> **Material provided**:
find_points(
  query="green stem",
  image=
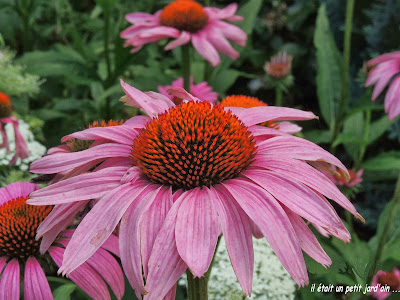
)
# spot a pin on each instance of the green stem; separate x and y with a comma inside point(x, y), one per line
point(345, 74)
point(278, 96)
point(365, 139)
point(386, 229)
point(197, 287)
point(186, 67)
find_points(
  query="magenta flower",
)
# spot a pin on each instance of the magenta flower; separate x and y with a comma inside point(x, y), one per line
point(21, 148)
point(386, 67)
point(202, 91)
point(174, 180)
point(382, 278)
point(185, 21)
point(18, 247)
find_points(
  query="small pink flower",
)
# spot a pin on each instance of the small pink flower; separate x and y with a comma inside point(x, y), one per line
point(185, 21)
point(177, 179)
point(202, 91)
point(18, 247)
point(386, 67)
point(382, 278)
point(6, 117)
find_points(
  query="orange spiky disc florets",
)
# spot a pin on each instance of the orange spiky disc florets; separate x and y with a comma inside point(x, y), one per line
point(247, 102)
point(18, 224)
point(186, 15)
point(5, 106)
point(192, 145)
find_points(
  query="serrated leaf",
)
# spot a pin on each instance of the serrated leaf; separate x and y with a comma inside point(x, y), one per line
point(329, 61)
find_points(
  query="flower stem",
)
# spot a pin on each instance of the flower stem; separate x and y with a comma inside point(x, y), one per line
point(386, 229)
point(197, 287)
point(345, 72)
point(278, 96)
point(365, 139)
point(186, 67)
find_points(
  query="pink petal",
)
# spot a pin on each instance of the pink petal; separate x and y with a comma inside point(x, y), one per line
point(85, 277)
point(273, 223)
point(299, 198)
point(308, 242)
point(152, 222)
point(59, 162)
point(106, 265)
point(196, 230)
point(81, 187)
point(237, 234)
point(129, 234)
point(256, 115)
point(36, 286)
point(10, 282)
point(165, 264)
point(206, 49)
point(98, 225)
point(184, 38)
point(152, 105)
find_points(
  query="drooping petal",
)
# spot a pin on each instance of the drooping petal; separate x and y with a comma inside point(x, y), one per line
point(36, 286)
point(308, 242)
point(165, 264)
point(129, 234)
point(237, 234)
point(196, 230)
point(59, 162)
point(85, 277)
point(98, 225)
point(82, 187)
point(273, 223)
point(10, 282)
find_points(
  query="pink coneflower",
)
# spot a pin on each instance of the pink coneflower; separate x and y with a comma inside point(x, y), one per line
point(385, 68)
point(248, 102)
point(382, 278)
point(185, 21)
point(6, 117)
point(18, 247)
point(280, 65)
point(175, 179)
point(202, 91)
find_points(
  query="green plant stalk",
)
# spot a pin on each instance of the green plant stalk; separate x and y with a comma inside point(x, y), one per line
point(386, 229)
point(278, 95)
point(186, 67)
point(365, 139)
point(345, 74)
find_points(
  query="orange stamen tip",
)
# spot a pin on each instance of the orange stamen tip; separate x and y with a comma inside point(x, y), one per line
point(185, 15)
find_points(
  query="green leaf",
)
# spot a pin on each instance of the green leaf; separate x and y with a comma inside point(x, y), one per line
point(329, 61)
point(378, 128)
point(384, 161)
point(64, 292)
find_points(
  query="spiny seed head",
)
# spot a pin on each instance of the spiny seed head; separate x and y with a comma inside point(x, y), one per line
point(18, 224)
point(185, 15)
point(192, 145)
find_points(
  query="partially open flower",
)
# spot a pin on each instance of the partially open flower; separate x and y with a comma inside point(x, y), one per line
point(6, 117)
point(248, 102)
point(202, 91)
point(185, 21)
point(18, 248)
point(280, 66)
point(386, 279)
point(385, 68)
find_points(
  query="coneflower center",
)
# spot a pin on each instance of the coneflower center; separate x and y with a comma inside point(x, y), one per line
point(192, 145)
point(389, 279)
point(5, 106)
point(18, 225)
point(186, 15)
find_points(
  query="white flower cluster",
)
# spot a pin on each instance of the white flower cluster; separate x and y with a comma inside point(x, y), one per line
point(36, 149)
point(270, 278)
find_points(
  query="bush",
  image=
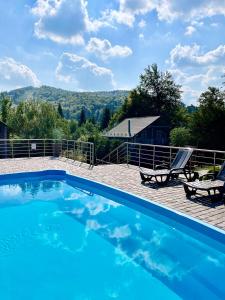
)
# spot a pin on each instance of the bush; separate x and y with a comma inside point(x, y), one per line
point(180, 137)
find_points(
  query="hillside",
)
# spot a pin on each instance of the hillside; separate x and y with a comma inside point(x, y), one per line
point(72, 102)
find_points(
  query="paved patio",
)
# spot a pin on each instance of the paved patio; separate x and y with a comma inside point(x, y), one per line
point(127, 179)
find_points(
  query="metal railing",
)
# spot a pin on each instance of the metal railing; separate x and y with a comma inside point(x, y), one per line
point(147, 155)
point(71, 149)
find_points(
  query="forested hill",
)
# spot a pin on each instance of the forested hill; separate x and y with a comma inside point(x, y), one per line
point(72, 102)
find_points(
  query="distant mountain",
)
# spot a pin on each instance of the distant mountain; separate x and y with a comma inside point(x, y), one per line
point(72, 102)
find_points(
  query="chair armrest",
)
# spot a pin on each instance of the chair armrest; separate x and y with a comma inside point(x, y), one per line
point(208, 176)
point(164, 165)
point(176, 169)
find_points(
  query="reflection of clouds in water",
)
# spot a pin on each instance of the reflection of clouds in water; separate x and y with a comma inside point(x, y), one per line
point(166, 268)
point(75, 196)
point(10, 190)
point(93, 225)
point(214, 261)
point(112, 293)
point(53, 239)
point(138, 226)
point(121, 232)
point(157, 237)
point(122, 258)
point(78, 211)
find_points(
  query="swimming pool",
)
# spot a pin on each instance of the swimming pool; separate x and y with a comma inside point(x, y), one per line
point(65, 237)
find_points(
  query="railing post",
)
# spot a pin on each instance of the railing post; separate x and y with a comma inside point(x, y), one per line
point(12, 150)
point(153, 161)
point(170, 156)
point(28, 148)
point(61, 154)
point(139, 162)
point(93, 154)
point(74, 150)
point(44, 148)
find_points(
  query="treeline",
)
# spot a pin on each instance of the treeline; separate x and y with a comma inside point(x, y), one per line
point(157, 94)
point(42, 120)
point(72, 102)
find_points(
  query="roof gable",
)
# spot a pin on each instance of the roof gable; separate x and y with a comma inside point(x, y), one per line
point(136, 126)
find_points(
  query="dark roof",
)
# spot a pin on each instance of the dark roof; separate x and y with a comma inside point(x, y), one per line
point(2, 123)
point(136, 125)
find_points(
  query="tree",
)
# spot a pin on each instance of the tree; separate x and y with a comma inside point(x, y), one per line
point(60, 110)
point(106, 115)
point(180, 137)
point(156, 94)
point(208, 122)
point(82, 118)
point(5, 107)
point(37, 119)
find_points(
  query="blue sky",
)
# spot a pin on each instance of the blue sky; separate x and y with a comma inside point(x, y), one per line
point(106, 44)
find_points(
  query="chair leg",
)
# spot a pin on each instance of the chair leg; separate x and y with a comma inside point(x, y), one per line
point(162, 181)
point(189, 191)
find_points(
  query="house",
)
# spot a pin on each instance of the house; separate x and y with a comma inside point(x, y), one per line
point(3, 139)
point(146, 130)
point(3, 130)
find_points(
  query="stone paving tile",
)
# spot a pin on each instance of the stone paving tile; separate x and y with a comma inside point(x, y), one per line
point(128, 179)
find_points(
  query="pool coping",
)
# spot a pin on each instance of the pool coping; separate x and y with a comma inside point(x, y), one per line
point(179, 217)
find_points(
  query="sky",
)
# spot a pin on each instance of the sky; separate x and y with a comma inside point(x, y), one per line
point(94, 45)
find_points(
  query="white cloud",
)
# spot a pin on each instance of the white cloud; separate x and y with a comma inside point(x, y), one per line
point(192, 55)
point(195, 70)
point(64, 21)
point(167, 10)
point(14, 75)
point(83, 74)
point(190, 30)
point(105, 50)
point(128, 10)
point(142, 24)
point(189, 10)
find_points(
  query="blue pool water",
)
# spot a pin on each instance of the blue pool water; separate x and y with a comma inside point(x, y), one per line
point(65, 240)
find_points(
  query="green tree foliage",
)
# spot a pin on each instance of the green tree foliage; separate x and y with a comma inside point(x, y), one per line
point(106, 115)
point(156, 94)
point(72, 102)
point(180, 137)
point(5, 107)
point(82, 118)
point(36, 119)
point(60, 110)
point(208, 122)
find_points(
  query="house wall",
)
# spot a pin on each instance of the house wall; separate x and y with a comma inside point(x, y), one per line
point(3, 131)
point(156, 133)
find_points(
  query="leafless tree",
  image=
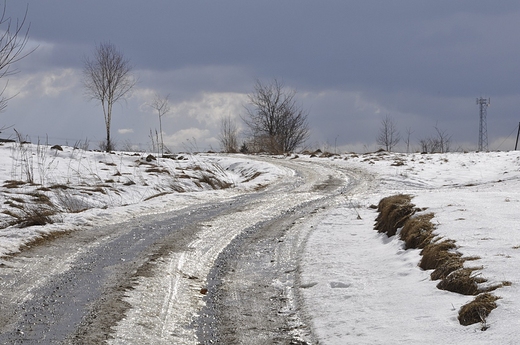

> **Description of the task**: Identify every line in the rows above that contains the string "house", and copy each one in full.

> **Worked answer**:
  query="house",
# spot a pin on each instance of the house; separate x and y with a comma inside point(x, y), one per line
  query="house wall",
# spot a pin on each instance of the house wall; separate x and y with a comma inside point(x, y), one per line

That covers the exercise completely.